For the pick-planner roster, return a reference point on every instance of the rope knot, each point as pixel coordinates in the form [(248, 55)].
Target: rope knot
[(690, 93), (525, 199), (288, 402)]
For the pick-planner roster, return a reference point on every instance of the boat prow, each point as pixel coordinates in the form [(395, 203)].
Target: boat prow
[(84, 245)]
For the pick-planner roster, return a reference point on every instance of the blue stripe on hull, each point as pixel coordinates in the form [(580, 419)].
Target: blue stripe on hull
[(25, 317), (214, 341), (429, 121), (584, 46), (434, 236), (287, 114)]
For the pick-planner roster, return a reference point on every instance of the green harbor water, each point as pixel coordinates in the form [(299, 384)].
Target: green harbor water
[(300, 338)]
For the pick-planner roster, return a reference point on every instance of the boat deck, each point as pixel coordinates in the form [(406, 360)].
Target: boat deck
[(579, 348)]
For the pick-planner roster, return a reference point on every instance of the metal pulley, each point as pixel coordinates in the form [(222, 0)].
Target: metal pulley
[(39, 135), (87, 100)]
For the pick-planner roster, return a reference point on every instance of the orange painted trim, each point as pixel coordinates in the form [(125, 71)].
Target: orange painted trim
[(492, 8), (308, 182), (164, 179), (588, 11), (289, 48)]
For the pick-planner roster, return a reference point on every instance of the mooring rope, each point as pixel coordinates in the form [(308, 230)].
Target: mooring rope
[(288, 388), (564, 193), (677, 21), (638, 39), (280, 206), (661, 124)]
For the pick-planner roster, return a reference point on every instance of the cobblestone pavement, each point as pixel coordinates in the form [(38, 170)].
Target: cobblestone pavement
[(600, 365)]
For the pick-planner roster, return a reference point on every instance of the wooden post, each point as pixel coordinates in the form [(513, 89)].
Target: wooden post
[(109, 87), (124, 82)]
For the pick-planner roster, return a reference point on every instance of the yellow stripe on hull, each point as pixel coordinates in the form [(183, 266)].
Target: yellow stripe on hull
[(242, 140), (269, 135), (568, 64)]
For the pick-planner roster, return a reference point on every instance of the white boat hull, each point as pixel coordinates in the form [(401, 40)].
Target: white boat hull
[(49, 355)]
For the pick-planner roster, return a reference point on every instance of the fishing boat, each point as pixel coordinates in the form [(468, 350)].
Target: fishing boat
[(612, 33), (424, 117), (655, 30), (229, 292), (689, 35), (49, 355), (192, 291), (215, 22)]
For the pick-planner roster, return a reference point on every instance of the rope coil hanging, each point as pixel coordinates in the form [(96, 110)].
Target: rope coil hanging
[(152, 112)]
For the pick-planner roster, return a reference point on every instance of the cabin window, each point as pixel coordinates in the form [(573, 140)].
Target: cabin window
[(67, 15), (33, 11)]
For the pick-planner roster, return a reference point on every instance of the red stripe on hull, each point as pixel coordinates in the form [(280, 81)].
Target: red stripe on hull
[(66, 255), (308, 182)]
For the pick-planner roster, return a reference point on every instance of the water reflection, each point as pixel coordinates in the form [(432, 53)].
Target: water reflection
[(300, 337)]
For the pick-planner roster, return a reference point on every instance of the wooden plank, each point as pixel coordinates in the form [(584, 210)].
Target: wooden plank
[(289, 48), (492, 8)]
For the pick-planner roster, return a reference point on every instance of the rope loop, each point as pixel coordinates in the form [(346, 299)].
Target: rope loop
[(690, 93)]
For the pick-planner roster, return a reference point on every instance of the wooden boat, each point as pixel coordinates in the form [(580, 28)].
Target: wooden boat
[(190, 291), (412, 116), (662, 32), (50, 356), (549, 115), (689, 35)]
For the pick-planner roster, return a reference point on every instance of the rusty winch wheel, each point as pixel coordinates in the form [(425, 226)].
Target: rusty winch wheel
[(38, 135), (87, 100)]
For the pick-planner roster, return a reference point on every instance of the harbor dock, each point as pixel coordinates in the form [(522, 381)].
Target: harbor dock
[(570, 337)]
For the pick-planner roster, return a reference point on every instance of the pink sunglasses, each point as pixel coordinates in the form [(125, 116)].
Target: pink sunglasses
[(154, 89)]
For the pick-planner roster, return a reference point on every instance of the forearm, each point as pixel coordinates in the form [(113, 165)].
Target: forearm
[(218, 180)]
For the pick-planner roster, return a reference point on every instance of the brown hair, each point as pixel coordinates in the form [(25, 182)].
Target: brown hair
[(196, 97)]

----------------

● **Stated goal**
Lay out all of the entries above as a two-column CSV with the header row entry_text,answer and one row per entry. Put each entry's text and its answer in a single quoted field, replacing line breaks with spaces.

● **The response**
entry_text,answer
"For the pick-planner roster, return a reference point on every instance of the rope knot, each point as pixel coordinates in the form [(248, 55)]. Target: rope knot","[(690, 93), (525, 199), (288, 402)]"
"For the pick-planner roster, return a reference point on every instance of the boat prow, each point as pixel coordinates in the form [(395, 203)]. Target: boat prow","[(84, 245)]"
"For the pick-planner roster, return a reference point on every instance of the blue stripe on hull, each point as pixel coordinates in the form [(580, 419)]. Target: blue stripe on hull","[(25, 317), (214, 341), (429, 121), (584, 46), (434, 236), (287, 114)]"
"For the pick-planner roster, return a reference point on every instance of the green harbor water, each point as pixel coordinates in the form [(299, 384)]. Target: green harbor water","[(300, 338)]"
"For the pick-planner roster, return a reference point on every instance of the boat deck, each point as pixel coordinates in the form [(406, 360)]. Target: boat deck","[(579, 348)]"
"For the pick-planner roster, return a reference point on every instance of the metal pulley, each point as pixel coordinates in the form [(222, 0)]. Target: metal pulley","[(39, 135), (87, 100)]"
"For the pick-planner roster, return a reference point on every instance of the orange painted trim, each point as pixel coordinates in the form [(125, 71)]. Target: orange painted trim","[(492, 8), (308, 182), (164, 179), (588, 11), (289, 48)]"
"For the pick-planner roster, return a reference point on every instance of the mooring rope, each point as pixel coordinates in the form [(308, 230)]. Target: mooring rope","[(288, 388), (564, 193), (677, 21), (638, 39), (280, 206), (661, 124)]"
"For the pick-planner roster, return a reference point on every instance of the cobblestone pavement, each point as pixel coordinates in the form [(38, 170)]. Target: cobblestone pavement","[(600, 365)]"
"For the pick-planner roster, return a reference point on every instance of the wooden post, each point as pixel coordinates in the form [(513, 89)]. Target: wooden post","[(109, 87), (124, 82)]"
"For the pick-planner roster, return a reference point on every instance of the yellow stripe on hull, each point as pixel coordinates in the form [(183, 266)]. Target: yellow stripe on hull","[(242, 140), (269, 135), (568, 64)]"
"For the pick-planner roster, return a reference point on every instance of the white boat hull, each point as pixel coordinates in the form [(401, 40)]. Target: white boat hull","[(49, 355)]"
"For the pick-planner roster, return a reference point on every instance of the fishing boat, each point as pixel coordinates in the form [(468, 350)]. Target: fishing boat","[(612, 33), (424, 117), (655, 30), (229, 292), (689, 35), (49, 355), (192, 291), (215, 22)]"
"For the pick-planner roster, return a reference point on every instance of the rope coil hanging, each point as pixel coordinates in the form [(96, 110)]. Target: rope coil hanging","[(152, 112)]"
"For the pick-planner roster, return a reference point on every instance of the cabin window, each point as pixel coordinates in the form [(573, 140)]. Target: cabin window","[(67, 15), (33, 11)]"
"For the pick-planner roster, return a reference point on every instance of the red stripe on hull, each point as pixel coordinates in the form [(280, 81)]. Target: red stripe on hull","[(66, 255), (308, 182)]"
"For the pick-planner roster, return a reference point on every instance of the water reflection, each point as pixel coordinates in the form [(432, 53)]. Target: water reflection","[(300, 337)]"
"For the pick-planner roster, return a reference point on every instance of the wooden plank, each point as pixel coordinates in the form [(584, 210)]. Target: wooden plank","[(289, 48), (492, 8)]"
"For the pick-planner roster, return a reference point on every instance of the rope loop, each point as pixel coordinates in the form [(346, 299)]. Target: rope loop","[(690, 93)]"
"For the pick-planner roster, return a reference point on every instance of the wooden boat, each point as pixel coordinates in the form [(580, 28)]. Target: wooden boat","[(190, 291), (412, 116), (662, 32), (50, 356), (549, 115), (689, 35)]"
"For the pick-planner roster, return a reference point on every instance of the rusty winch wheel, each point as pixel coordinates in the form [(425, 226)]. Target: rusty winch wheel","[(38, 135), (87, 100)]"
"For the pick-planner roster, return a reference point on every instance of the harbor dock, each point as pixel coordinates in the form [(522, 381)]. Target: harbor dock","[(570, 337)]"
"For the pick-planner roster, return a reference point on every instance of the pink sunglasses, each point as pixel coordinates in the form [(125, 116)]. Target: pink sunglasses","[(154, 89)]"
"For the pick-planner roster, return a reference point on every instance of the forearm, each point as pixel coordinates in the form [(113, 165)]. Target: forearm","[(218, 180)]"
"For the pick-planner roster, return a reference point on every instance of the brown hair, each point as pixel coordinates in the form [(25, 182)]. Target: brown hair","[(196, 97)]"